» THE EXERCISE
Retype the passage from the article on Alexander and mathematics exactly, starting at the words "Using children's literature" and ending after the words "and humorous story.".

The Alexander Exploration

Using children's literature to explore "rich" representations and purposeful tools in mathematics

By: Sarah B. Bush, Karen S. Karp, Kathryn R. Cohan


"Everything seems cheap—when was this book made?" asked one student as we embarked on an activity to engage students in a meaningful exploration focused on mathematical modeling and connections using the children's literature book, Alexander, Who Used to Be Rich Last Sunday (Viorst 1978). In this account, Alexander is given $1.00 by his grandparents and, despite his best efforts to save his money, quickly spends his dollar. Students were quick to notice the price of goods today are much more expensive than in 1978, and they were interested in this meaningful context and humorous story.

In this article, we describe our work with students to make connections across decimals, fractions, and percentages as well as how Alexander's money-spending journey can be modeled using two representations (strip graphs and circle graphs) and two tools (a speech bubble and a fraction wheel). The cornerstone of this work is the explicit link of the same components of Alexander's expenditure of $1.00 to different visual models via the use of representations and tools that support students in making sense of the context. Our activity engaged students in several of the Common Core State Standards for Mathematical Practices including Model with Mathematics (MP4) and Use Appropriate Tools Strategically (MP5).

» RECORDED DATA

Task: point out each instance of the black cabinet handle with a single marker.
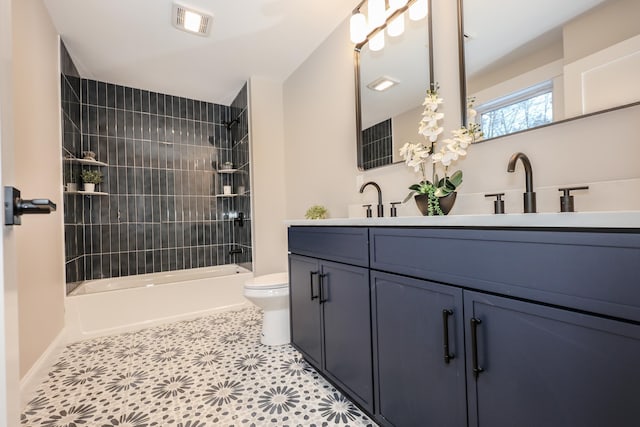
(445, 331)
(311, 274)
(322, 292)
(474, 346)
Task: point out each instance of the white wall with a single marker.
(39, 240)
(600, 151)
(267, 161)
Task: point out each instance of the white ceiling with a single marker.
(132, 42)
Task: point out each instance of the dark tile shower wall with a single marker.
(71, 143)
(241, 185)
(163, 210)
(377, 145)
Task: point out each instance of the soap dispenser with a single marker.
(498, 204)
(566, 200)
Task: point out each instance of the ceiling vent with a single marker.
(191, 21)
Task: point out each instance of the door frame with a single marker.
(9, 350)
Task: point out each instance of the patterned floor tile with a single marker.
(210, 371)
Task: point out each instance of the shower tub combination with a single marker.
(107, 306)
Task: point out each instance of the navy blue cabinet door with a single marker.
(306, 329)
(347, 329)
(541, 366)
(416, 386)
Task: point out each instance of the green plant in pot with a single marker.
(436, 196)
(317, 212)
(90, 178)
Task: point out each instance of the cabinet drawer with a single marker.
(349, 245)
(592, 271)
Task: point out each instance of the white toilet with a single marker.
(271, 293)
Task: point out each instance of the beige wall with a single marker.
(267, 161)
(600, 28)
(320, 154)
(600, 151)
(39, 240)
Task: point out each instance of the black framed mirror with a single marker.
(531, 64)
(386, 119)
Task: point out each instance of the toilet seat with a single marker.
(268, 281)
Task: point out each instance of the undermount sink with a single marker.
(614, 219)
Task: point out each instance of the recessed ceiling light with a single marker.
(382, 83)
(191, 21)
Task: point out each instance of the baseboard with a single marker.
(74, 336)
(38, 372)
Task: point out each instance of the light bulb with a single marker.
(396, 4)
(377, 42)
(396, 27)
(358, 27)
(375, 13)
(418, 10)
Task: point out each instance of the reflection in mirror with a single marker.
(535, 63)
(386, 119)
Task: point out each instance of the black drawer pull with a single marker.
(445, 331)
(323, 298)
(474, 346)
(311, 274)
--
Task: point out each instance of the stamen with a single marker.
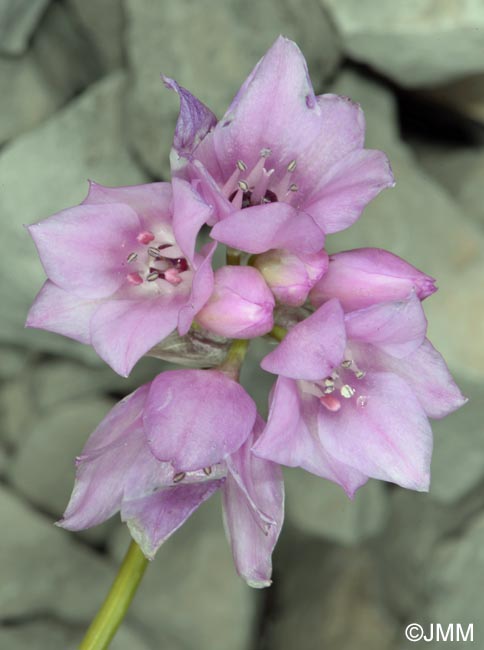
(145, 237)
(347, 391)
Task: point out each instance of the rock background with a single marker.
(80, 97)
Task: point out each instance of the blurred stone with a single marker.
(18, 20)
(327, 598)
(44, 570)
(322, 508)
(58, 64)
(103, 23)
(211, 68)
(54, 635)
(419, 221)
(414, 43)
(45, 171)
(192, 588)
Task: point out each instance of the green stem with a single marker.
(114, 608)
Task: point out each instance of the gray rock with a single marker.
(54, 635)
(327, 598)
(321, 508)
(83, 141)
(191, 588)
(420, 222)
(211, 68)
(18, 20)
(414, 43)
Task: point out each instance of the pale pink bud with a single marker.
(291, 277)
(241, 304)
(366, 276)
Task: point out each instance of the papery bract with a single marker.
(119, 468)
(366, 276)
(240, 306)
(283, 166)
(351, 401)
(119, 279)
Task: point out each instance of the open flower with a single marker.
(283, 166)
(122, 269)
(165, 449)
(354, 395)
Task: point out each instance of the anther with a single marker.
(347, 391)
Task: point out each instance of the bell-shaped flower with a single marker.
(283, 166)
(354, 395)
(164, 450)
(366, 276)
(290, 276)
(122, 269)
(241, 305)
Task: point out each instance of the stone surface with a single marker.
--
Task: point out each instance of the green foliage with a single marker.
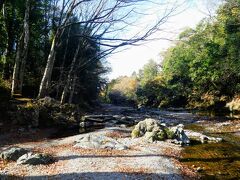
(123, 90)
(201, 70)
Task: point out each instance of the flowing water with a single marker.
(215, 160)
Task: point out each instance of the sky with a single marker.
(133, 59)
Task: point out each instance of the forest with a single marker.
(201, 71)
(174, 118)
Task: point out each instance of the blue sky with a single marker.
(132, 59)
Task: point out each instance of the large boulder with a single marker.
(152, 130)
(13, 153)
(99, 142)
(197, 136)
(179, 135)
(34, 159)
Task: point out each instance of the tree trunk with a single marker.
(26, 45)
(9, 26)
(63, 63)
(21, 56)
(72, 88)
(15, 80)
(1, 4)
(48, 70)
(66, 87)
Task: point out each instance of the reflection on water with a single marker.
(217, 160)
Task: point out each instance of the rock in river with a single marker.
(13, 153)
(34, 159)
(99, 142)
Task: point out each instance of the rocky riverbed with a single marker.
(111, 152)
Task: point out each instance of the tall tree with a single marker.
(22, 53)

» ANSWER TO THE TASK
Using children's literature to explore "rich" representations and purposeful tools in mathematics

By: Sarah B. Bush, Karen S. Karp, Kathryn R. Cohan


"Everything seems cheap—when was this book made?" asked one student as we embarked on an activity to engage students in a meaningful exploration focused on mathematical modeling and connections using the children's literature book, Alexander, Who Used to Be Rich Last Sunday (Viorst 1978). In this account, Alexander is given $1.00 by his grandparents and, despite his best efforts to save his money, quickly spends his dollar. Students were quick to notice the price of goods today are much more expensive than in 1978, and they were interested in this meaningful context and humorous story.